What needs to be done: Copy out every entry precisely.

Records supplied section start

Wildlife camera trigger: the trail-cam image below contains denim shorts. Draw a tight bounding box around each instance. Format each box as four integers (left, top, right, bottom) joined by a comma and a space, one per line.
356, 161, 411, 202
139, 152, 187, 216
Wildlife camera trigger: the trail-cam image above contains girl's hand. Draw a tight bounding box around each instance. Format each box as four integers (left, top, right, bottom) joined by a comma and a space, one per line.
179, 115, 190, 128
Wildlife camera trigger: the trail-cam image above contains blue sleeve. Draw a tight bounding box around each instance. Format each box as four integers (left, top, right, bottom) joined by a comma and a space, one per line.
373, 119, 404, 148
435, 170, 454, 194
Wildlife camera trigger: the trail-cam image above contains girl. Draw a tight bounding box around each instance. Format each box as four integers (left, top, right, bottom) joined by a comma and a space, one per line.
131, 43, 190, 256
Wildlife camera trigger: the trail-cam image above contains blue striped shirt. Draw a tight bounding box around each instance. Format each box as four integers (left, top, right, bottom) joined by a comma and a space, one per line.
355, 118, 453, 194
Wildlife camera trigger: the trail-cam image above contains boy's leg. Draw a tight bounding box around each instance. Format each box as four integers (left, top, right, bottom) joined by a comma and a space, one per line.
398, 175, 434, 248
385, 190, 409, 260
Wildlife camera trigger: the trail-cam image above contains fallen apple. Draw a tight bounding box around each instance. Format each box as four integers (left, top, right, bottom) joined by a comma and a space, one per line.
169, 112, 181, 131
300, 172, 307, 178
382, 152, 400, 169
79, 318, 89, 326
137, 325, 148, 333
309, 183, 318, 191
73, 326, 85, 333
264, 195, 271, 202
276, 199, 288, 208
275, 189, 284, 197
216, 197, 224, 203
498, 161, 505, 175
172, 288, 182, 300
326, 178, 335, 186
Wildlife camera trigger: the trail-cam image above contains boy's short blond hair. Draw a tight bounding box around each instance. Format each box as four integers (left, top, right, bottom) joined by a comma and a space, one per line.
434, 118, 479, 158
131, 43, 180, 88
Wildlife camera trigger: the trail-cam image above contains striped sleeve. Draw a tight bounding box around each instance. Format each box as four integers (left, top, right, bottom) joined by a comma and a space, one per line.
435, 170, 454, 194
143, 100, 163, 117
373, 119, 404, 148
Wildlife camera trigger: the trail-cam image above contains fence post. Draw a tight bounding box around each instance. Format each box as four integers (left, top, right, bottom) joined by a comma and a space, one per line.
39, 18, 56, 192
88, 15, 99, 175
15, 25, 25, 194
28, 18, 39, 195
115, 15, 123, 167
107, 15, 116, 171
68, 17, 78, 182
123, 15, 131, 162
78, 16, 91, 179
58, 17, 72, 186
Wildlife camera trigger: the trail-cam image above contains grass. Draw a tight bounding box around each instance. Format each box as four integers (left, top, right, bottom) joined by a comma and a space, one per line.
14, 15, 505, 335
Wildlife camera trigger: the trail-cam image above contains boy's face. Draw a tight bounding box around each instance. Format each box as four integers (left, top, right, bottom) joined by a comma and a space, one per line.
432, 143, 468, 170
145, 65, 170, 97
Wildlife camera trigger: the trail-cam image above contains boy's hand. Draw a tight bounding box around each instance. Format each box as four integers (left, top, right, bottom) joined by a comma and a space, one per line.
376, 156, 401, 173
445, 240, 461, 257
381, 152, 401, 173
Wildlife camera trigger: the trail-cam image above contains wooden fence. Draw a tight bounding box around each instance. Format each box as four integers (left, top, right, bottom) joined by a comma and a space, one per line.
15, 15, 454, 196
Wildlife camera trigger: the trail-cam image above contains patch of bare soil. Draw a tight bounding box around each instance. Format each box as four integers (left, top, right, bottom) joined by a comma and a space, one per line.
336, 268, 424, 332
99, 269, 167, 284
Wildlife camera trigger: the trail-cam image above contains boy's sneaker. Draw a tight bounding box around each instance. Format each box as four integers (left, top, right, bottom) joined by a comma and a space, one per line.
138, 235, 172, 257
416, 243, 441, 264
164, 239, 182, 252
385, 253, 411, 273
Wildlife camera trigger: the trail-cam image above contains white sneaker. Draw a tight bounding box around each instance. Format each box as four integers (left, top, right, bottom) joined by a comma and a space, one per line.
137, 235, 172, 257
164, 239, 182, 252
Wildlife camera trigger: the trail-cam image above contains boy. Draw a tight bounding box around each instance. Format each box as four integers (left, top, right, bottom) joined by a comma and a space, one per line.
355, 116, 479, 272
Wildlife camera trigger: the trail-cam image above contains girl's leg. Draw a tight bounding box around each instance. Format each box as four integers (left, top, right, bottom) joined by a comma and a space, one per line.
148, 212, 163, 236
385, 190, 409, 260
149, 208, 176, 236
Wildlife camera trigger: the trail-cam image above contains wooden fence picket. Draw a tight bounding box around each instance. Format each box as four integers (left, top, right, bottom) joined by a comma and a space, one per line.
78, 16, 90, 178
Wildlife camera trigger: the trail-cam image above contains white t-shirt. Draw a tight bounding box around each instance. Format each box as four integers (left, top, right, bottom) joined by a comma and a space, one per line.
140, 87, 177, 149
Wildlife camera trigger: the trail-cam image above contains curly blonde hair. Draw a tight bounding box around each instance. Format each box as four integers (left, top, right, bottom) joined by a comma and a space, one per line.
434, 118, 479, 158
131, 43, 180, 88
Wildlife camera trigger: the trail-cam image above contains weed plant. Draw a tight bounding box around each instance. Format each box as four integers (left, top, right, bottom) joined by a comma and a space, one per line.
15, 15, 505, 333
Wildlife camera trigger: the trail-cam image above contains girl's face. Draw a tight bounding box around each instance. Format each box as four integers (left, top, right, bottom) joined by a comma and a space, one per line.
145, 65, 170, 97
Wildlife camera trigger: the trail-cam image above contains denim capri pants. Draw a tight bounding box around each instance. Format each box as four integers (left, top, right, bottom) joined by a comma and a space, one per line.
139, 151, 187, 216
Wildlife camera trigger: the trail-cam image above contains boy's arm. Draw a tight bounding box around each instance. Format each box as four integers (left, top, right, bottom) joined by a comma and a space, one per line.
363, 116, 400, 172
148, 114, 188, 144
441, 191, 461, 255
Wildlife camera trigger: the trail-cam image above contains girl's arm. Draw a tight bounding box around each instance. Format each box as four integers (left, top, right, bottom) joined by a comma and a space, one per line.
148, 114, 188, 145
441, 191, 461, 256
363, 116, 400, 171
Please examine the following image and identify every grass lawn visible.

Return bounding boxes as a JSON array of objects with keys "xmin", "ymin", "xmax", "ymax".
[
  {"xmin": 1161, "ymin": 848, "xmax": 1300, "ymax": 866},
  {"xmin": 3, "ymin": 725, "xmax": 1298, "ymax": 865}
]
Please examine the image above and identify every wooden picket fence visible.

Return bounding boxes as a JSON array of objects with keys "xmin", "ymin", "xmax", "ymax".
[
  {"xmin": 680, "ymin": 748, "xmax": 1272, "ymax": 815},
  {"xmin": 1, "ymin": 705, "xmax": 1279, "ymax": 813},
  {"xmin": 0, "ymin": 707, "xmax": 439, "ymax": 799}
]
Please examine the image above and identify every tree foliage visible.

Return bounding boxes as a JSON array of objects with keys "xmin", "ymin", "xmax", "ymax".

Records supplied section end

Response box:
Wildlife camera trigger: the trail-cam image below contains denim shorts. Draw a tight bounding box around each instance. Format each box as four integers (left, top, right, bottom) joined by a comma and a space, one per line.
356, 161, 411, 202
139, 152, 187, 216
Wildlife camera trigger: the trail-cam image above contains girl's hand. Draw a tight bounding box around each instance. Format each box as four integers (left, top, right, bottom) joined by a comma and a space, one per line.
179, 115, 190, 128
Wildlife camera trigger: the trail-cam image above contains blue sleeve. Draw a tight bounding box around each instance. Format each box as four integers (left, top, right, bottom) joined by a comma and a space, one per line.
373, 119, 404, 148
435, 170, 454, 194
Wildlife camera trigger: the trail-cam image above contains girl. Draw a tight bounding box around each instance. Format each box as four integers (left, top, right, bottom) joined by a comma and a space, one per line.
131, 43, 190, 256
Wildlife camera trigger: the trail-cam image above contains blue striped shirt. Draw a tight bounding box around each instance. Format each box as four integers (left, top, right, bottom) joined by a comma and a space, one per line.
355, 118, 453, 194
Wildlife camera trigger: the trail-cam image above contains boy's leg. Draw a tight bounding box around each instance. Format each box as four integers (left, top, right, bottom) joined by a comma and a space, one per line.
398, 175, 434, 248
385, 190, 409, 260
Wildlife camera trigger: the trail-cam image above contains fallen apple. Draw a tight bounding box around each instance. Format each box as four integers (left, top, right, bottom) joined by a comma and a space, one per line.
169, 112, 181, 131
300, 172, 307, 178
382, 152, 400, 169
79, 318, 89, 326
137, 325, 148, 333
309, 183, 318, 191
73, 326, 85, 333
264, 195, 271, 202
276, 199, 288, 208
275, 189, 284, 197
216, 197, 224, 203
498, 161, 505, 175
172, 288, 182, 300
326, 178, 335, 186
Wildlife camera trigger: the trail-cam image above contains boy's short blond hair. Draw a tight bounding box around each instance. Format each box as four integers (left, top, right, bottom) joined by a comma and a space, one per line.
434, 118, 479, 158
131, 43, 180, 88
Wildlife camera trigger: the trail-cam image above contains striped sleeve. Draw a tight bounding box around each instance. Format each box as four integers (left, top, right, bottom) joined by a comma and a space, one per line.
435, 170, 454, 194
143, 100, 163, 117
373, 119, 404, 148
Wildlife camera trigger: the trail-cam image above contains fence post. Draw a tight bounding box around each instance. Format each box as four integers (left, top, right, bottom) joined by a comma and a space, one per line.
39, 18, 56, 192
88, 15, 99, 175
15, 25, 25, 194
28, 18, 39, 195
115, 15, 123, 167
107, 15, 116, 171
68, 17, 78, 182
123, 15, 131, 162
78, 16, 91, 179
58, 17, 72, 186
Wildlife camera trigger: the trail-cam image above contains grass. Draw a tight bounding box around each instance. Format each box as four integers (left, top, right, bottom) joined by a comma and a space, one per line.
14, 15, 505, 335
Wildlife camera trigger: the trail-cam image above contains boy's face. Draw a tight bounding box around each instance. Format each box as four integers (left, top, right, bottom) joined by a comma and a space, one per line.
432, 143, 468, 170
145, 65, 170, 97
Wildlife camera trigger: the trail-cam image above contains boy's hand. Draw a tight bounding box around each instance. Format each box as four integers (left, top, right, bottom) joined by a comma and a space, one per line.
376, 156, 401, 173
445, 240, 461, 257
381, 152, 401, 173
Wildlife camera trigger: the trail-cam image above contains wooden fence. Draw a tight bounding box around each instance. Format each box as four integers (left, top, right, bottom) joined by a comma and a space, one per line.
15, 15, 454, 196
Wildlife camera trigger: the trail-cam image above contains patch of bare soil. Draw a tight bounding box around each instance. Format each box as four integers (left, top, right, bottom) joined by a comma and a space, one per line.
336, 268, 424, 332
99, 269, 167, 284
Wildlife camera trigger: the trail-cam image above contains boy's sneaker. Draw a tight bounding box around each instance. Format each box as four integers (left, top, right, bottom) joined by a comma and a space, one per line.
138, 235, 172, 257
416, 243, 441, 264
164, 239, 182, 252
385, 253, 411, 273
Wildlife camera trigger: the trail-cam image above contains white sneaker. Draw a tight bounding box around each instance. Format each box as four integers (left, top, right, bottom) joined by a comma and a space, one per line.
137, 235, 172, 257
164, 239, 182, 252
Wildlife camera trigger: the trail-cam image above contains boy. Draw a tight bounding box around each instance. Format each box as four integers (left, top, right, bottom) joined by a comma and a space, one per line.
355, 116, 479, 272
Wildlife camera trigger: the trail-cam image above contains girl's leg. Draw a tight bounding box around each instance. Format each box as four integers (left, top, right, bottom) joined by a comma and a space, one per line.
148, 212, 163, 236
385, 190, 409, 260
149, 208, 176, 236
Wildlife camera trigger: the trail-cam image above contains wooden fence picket. Draw a tight bounding box around each instance. Format each box as four integers (left, top, right, bottom) joined by a comma and a space, one per line.
78, 16, 90, 178
Wildlife camera trigger: the trail-cam image above contains white t-shirt. Draw a tight bounding box around each instance. Format each box as four integers (left, top, right, bottom) joined by a comma and a space, one per line.
140, 87, 177, 149
Wildlife camera trigger: the trail-cam image above contains curly blonde hair. Draw a tight bounding box around each instance. Format each box as four integers (left, top, right, bottom) joined by a comma and a space, one per line.
434, 118, 479, 158
131, 43, 180, 88
Wildlife camera trigger: the trail-cam image above contains weed plant. Draw a tight bounding box around each instance. Format each box as four integers (left, top, right, bottom) joined by a comma and a space, one per line.
15, 15, 505, 333
Wildlife camera trigger: the trail-cam image above contains girl's face. Draw a tight bounding box around each instance. Format each box as four integers (left, top, right, bottom) joined by a comma and a space, one per line.
145, 65, 170, 97
Wildlife camera trigger: the trail-cam image above contains denim capri pants. Draw a tight bounding box around each instance. Format each box as four integers (left, top, right, bottom) joined by a comma and a space, one per line.
139, 151, 187, 216
Wildlife camera trigger: the trail-cam image above contains boy's arm. Draw a tight bounding box around each instance. Format each box as four integers (left, top, right, bottom) joined by a comma and a space, one per line.
363, 116, 400, 172
148, 114, 188, 144
441, 191, 461, 255
Wildlife camera trigger: the trail-cam image above contains girl's arm. Draw a tight bounding box around each instance. Format each box as four integers (left, top, right, bottom) joined by a comma and a space, one per line.
148, 114, 188, 145
441, 191, 461, 256
363, 116, 400, 171
Please examine the following image and identify every grass lawn visible.

Return bounding boxes as a JSON array of objects with keys "xmin", "ymin", "xmax", "ymax".
[
  {"xmin": 1161, "ymin": 848, "xmax": 1300, "ymax": 866},
  {"xmin": 3, "ymin": 725, "xmax": 1298, "ymax": 865}
]
Please examine the image above and identify every wooden picket fence visible.

Return bounding boxes as a JSON array of objects with keys "xmin", "ymin", "xmax", "ymax".
[
  {"xmin": 680, "ymin": 748, "xmax": 1272, "ymax": 815},
  {"xmin": 1, "ymin": 705, "xmax": 1279, "ymax": 813},
  {"xmin": 0, "ymin": 707, "xmax": 439, "ymax": 799}
]
Please examine the image above and identify every tree foliage visible.

Return bounding boxes as a JSON array of objects with keys "xmin", "ymin", "xmax", "ymax".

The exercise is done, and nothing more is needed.